In the lines below, change every "put a marker" to "place a dot" and leave everything else as it is.

Supplied information:
▼

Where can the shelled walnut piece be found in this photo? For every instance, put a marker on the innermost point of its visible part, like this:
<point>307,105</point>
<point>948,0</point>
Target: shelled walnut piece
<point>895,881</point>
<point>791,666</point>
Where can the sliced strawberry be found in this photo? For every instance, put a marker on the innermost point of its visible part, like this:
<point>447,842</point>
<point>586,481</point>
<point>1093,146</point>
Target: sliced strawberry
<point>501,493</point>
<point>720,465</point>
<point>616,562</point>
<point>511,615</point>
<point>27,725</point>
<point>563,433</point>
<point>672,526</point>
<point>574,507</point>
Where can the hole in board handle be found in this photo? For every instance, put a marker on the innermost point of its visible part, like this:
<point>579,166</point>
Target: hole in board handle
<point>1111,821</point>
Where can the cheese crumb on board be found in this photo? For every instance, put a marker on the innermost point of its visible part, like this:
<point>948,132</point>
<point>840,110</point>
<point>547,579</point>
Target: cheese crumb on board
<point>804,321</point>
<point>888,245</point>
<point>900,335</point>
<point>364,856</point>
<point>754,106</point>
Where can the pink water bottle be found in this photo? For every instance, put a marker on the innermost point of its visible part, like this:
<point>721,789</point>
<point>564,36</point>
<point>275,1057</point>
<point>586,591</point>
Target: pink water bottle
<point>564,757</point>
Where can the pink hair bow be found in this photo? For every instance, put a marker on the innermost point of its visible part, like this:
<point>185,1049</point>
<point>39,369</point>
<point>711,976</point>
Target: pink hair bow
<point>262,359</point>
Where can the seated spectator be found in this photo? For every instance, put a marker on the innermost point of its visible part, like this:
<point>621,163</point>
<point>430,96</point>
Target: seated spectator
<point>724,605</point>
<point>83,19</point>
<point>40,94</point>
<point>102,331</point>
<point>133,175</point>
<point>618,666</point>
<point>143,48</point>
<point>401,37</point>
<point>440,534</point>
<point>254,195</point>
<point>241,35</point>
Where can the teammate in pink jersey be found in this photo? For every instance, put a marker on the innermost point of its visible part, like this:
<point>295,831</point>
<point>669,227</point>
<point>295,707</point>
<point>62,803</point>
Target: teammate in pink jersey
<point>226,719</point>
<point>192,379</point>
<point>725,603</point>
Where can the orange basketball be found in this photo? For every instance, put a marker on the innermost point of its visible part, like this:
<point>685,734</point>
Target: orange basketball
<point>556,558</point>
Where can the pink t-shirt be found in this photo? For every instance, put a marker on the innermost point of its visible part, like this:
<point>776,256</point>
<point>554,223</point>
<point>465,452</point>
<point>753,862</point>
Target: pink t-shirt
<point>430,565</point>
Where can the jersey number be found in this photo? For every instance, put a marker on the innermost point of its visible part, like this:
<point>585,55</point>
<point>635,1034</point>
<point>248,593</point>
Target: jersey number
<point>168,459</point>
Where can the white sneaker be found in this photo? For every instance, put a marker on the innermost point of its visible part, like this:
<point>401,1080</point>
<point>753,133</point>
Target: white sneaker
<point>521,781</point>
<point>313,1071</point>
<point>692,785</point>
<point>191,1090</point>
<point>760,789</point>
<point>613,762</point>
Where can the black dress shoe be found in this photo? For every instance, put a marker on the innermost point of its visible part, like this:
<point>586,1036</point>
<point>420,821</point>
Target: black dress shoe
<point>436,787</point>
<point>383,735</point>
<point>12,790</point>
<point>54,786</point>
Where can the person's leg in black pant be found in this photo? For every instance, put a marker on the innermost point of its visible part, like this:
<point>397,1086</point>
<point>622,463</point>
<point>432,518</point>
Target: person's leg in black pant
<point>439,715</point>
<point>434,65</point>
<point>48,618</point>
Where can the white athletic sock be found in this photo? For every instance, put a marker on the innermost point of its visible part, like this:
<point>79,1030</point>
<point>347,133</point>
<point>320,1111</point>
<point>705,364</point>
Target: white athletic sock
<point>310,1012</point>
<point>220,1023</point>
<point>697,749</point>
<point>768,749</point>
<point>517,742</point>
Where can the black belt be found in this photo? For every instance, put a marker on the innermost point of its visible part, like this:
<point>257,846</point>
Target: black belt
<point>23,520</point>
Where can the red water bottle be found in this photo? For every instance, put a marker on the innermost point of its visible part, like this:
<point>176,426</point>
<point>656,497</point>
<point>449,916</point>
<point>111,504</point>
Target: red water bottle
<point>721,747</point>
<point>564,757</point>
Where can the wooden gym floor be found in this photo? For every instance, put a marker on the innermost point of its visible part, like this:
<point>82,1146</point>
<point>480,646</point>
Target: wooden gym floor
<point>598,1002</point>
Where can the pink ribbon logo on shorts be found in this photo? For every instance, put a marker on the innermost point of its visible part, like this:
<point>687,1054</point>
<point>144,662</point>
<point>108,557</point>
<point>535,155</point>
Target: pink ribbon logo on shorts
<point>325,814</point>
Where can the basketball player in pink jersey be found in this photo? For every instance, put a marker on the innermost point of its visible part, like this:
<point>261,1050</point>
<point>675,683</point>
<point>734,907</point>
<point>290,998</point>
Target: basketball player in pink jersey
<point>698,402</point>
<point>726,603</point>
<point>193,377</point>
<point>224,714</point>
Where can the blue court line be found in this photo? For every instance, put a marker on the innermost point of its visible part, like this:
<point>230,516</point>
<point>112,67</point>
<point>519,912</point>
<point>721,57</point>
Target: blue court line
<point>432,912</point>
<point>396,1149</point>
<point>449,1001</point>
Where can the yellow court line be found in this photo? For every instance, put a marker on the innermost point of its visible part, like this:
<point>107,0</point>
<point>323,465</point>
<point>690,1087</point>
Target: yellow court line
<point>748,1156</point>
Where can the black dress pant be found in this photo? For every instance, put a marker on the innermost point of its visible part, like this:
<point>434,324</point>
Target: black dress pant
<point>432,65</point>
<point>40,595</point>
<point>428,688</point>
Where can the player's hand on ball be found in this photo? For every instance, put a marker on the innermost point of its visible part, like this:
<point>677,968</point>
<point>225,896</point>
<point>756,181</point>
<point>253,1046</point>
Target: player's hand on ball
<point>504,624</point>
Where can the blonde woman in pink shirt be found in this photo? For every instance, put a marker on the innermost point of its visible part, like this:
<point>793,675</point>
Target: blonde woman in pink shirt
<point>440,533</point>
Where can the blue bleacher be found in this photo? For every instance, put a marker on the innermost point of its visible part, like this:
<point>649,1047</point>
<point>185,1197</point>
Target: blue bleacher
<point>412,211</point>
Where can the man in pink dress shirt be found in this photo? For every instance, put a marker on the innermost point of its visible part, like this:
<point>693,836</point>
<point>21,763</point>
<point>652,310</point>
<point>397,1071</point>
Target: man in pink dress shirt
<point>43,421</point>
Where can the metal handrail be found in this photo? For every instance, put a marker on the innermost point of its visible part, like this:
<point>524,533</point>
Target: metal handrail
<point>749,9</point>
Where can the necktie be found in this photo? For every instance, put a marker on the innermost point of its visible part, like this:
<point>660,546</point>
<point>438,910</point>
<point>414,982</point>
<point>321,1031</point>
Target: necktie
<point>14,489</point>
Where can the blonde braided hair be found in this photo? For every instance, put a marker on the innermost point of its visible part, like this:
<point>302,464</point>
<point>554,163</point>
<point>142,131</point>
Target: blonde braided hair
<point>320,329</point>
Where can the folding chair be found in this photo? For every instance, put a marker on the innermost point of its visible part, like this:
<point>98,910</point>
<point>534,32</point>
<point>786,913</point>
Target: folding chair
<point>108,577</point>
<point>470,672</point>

▲

The reply:
Where can the shelled walnut piece be found in this photo? For every instance, place a dot on the innermost point of its visible part, like this:
<point>307,105</point>
<point>948,0</point>
Target: shelled walnut piece
<point>895,881</point>
<point>791,666</point>
Where can the sliced strawberry be found in this photo? For every instance, place a dot on the innermost point of its visible part, like this:
<point>447,842</point>
<point>586,481</point>
<point>1093,146</point>
Target: sliced strawberry
<point>501,493</point>
<point>720,465</point>
<point>616,562</point>
<point>511,615</point>
<point>27,725</point>
<point>563,433</point>
<point>672,526</point>
<point>574,507</point>
Where can the hole in board handle be found in this photo? For every instance, place a dot on the innermost point of its visible part, like this:
<point>579,166</point>
Target: hole in board handle
<point>1111,821</point>
Where can the cheese crumb on board be found in this photo? For every instance, place a dot on the innermost point of its visible part, like this:
<point>948,132</point>
<point>840,110</point>
<point>547,579</point>
Target: cheese crumb on board
<point>804,321</point>
<point>888,245</point>
<point>900,335</point>
<point>364,856</point>
<point>754,106</point>
Where can the pink water bottle be found in this photo? For every instance, place a dot on the innermost point of its visible part, like this:
<point>721,789</point>
<point>564,36</point>
<point>275,1057</point>
<point>586,591</point>
Target: pink water bottle
<point>564,757</point>
Where can the pink hair bow be found in this photo? For every instance, place a dot on the innermost point of its visible part, like this:
<point>185,1049</point>
<point>39,369</point>
<point>711,976</point>
Target: pink hair bow
<point>262,359</point>
Where can the seated spectator be found in this photo? For every instance, place a dot on the innermost point of its visible part, like this:
<point>621,163</point>
<point>430,96</point>
Target: seated spectator
<point>724,605</point>
<point>83,19</point>
<point>40,94</point>
<point>102,331</point>
<point>133,175</point>
<point>618,666</point>
<point>143,48</point>
<point>401,37</point>
<point>440,534</point>
<point>254,195</point>
<point>241,35</point>
Where can the teammate in pink jersey be found in this photo? For every instance, place a dot on the innermost point of its visible part, like this:
<point>295,831</point>
<point>669,227</point>
<point>295,707</point>
<point>62,803</point>
Target: teammate in pink jersey
<point>226,719</point>
<point>192,379</point>
<point>725,603</point>
Where can the orange basketball be found in this photo? For every instance, place a dot on the innermost point of its visible part, like this:
<point>685,734</point>
Target: orange basketball
<point>556,558</point>
Where can the pink t-shirt be found in this photo? For every instance, place a dot on the innermost point of its visible part, like this:
<point>776,256</point>
<point>554,223</point>
<point>465,452</point>
<point>753,862</point>
Target: pink t-shirt
<point>430,565</point>
Where can the jersey number be found in this photo? For every instance, place a dot on the innermost point of its visible part, like this:
<point>585,55</point>
<point>635,1034</point>
<point>248,593</point>
Target: jersey number
<point>168,459</point>
Where can the white sneaker be found in this photo? For every instance, place a dot on the innermost point of its visible part, like this:
<point>401,1080</point>
<point>753,133</point>
Target: white sneaker
<point>521,781</point>
<point>313,1071</point>
<point>692,785</point>
<point>191,1090</point>
<point>760,789</point>
<point>613,762</point>
Where can the black dress shoe be found in this photo? For every instance, place a dot on the innermost point of its visible part, like this:
<point>586,1036</point>
<point>420,821</point>
Target: black dress shoe
<point>436,787</point>
<point>383,735</point>
<point>12,790</point>
<point>54,786</point>
Where can the person's leg in black pant be found in this photo? For every instance, place a dot on the innermost point of its visible part, like this:
<point>397,1086</point>
<point>622,463</point>
<point>432,518</point>
Target: person's leg in black pant
<point>439,715</point>
<point>434,65</point>
<point>48,618</point>
Where can the white athletic sock be found in this photo? For every instance, place a dot on the innermost point of its visible part, like this:
<point>79,1030</point>
<point>347,133</point>
<point>320,1111</point>
<point>705,364</point>
Target: white athletic sock
<point>310,1012</point>
<point>220,1023</point>
<point>697,749</point>
<point>768,749</point>
<point>517,742</point>
Where can the black belt be found in this photo? For every instance, place a dot on the innermost point of its visible part, like this:
<point>257,846</point>
Target: black belt
<point>23,520</point>
Where can the red water bottle be found in this photo? For every instance, place a dot on the innermost point of its visible part, like this:
<point>176,426</point>
<point>656,497</point>
<point>449,916</point>
<point>111,504</point>
Target: red water bottle
<point>721,747</point>
<point>564,757</point>
Where can the wooden gym floor be found in this photo? For every instance, place a dot on the innermost point of its visible part, like this:
<point>82,1146</point>
<point>480,646</point>
Target: wooden gym floor
<point>598,1002</point>
Where can the pink ribbon logo on shorts be found in this photo? For every instance, place a dot on the innermost point of its visible part, like this:
<point>687,1054</point>
<point>144,662</point>
<point>108,557</point>
<point>535,155</point>
Target: pink ribbon logo on shorts
<point>325,814</point>
Where can the basketball player in pink jersey be found in this photo? For every instance, place a dot on the innermost point of its visible part, like this:
<point>261,1050</point>
<point>675,683</point>
<point>734,907</point>
<point>290,998</point>
Target: basketball player in pink jersey
<point>698,402</point>
<point>726,603</point>
<point>193,377</point>
<point>224,714</point>
Where can the blue court line be found in this photo? For every instance, place a dot on the innermost point of its visible part, like this:
<point>230,516</point>
<point>112,67</point>
<point>519,912</point>
<point>721,57</point>
Target: blue court line
<point>432,912</point>
<point>396,1149</point>
<point>449,1001</point>
Where can the yellow court line be found in this photo? For every instance, place a dot on the innermost point of its visible part, like this:
<point>107,0</point>
<point>323,465</point>
<point>690,1087</point>
Target: yellow court line
<point>748,1156</point>
Where can the black dress pant be found in this photo? For every instance, place a dot on the innermost point of its visible part, like this:
<point>434,324</point>
Target: black dress pant
<point>432,65</point>
<point>40,595</point>
<point>428,688</point>
Where can the player's hand on ball be found in this photo? For every instance, place a dot on the innermost point of its visible part, like this:
<point>677,968</point>
<point>225,896</point>
<point>756,181</point>
<point>253,1046</point>
Target: player's hand on ball
<point>504,624</point>
Where can the blonde woman in pink shirt be found in this photo? For every instance, place a dot on the innermost point of its visible part, like this:
<point>793,675</point>
Target: blonde woman in pink shirt
<point>440,533</point>
Where can the blue bleacher be found in this photo? For every instance, place a dot on the innermost point of its visible part, like this:
<point>649,1047</point>
<point>185,1197</point>
Target: blue bleacher
<point>412,211</point>
Where can the man in pink dress shirt be found in this photo? For every instance, place a dot on the innermost point of its visible part, like this:
<point>693,836</point>
<point>21,763</point>
<point>652,310</point>
<point>397,1071</point>
Target: man in pink dress shirt
<point>43,421</point>
Where can the metal handrail be found in this photo? For every instance, place a dot on the innermost point of its visible part, like this:
<point>524,533</point>
Target: metal handrail
<point>749,9</point>
Where can the necktie be found in this photo? For every instance, place a dot on the innermost point of its visible part, like this:
<point>660,546</point>
<point>438,910</point>
<point>414,982</point>
<point>321,1031</point>
Target: necktie
<point>14,489</point>
Where can the blonde braided hair be found in this photo? For every instance, place a dot on the innermost point of its visible part, like this:
<point>302,464</point>
<point>554,163</point>
<point>142,131</point>
Target: blonde braided hair
<point>320,329</point>
Where can the folding chair be found in this photo? For every instance, place a dot on the innermost point of its visible part, like this:
<point>98,910</point>
<point>534,32</point>
<point>786,913</point>
Target: folding chair
<point>108,577</point>
<point>470,672</point>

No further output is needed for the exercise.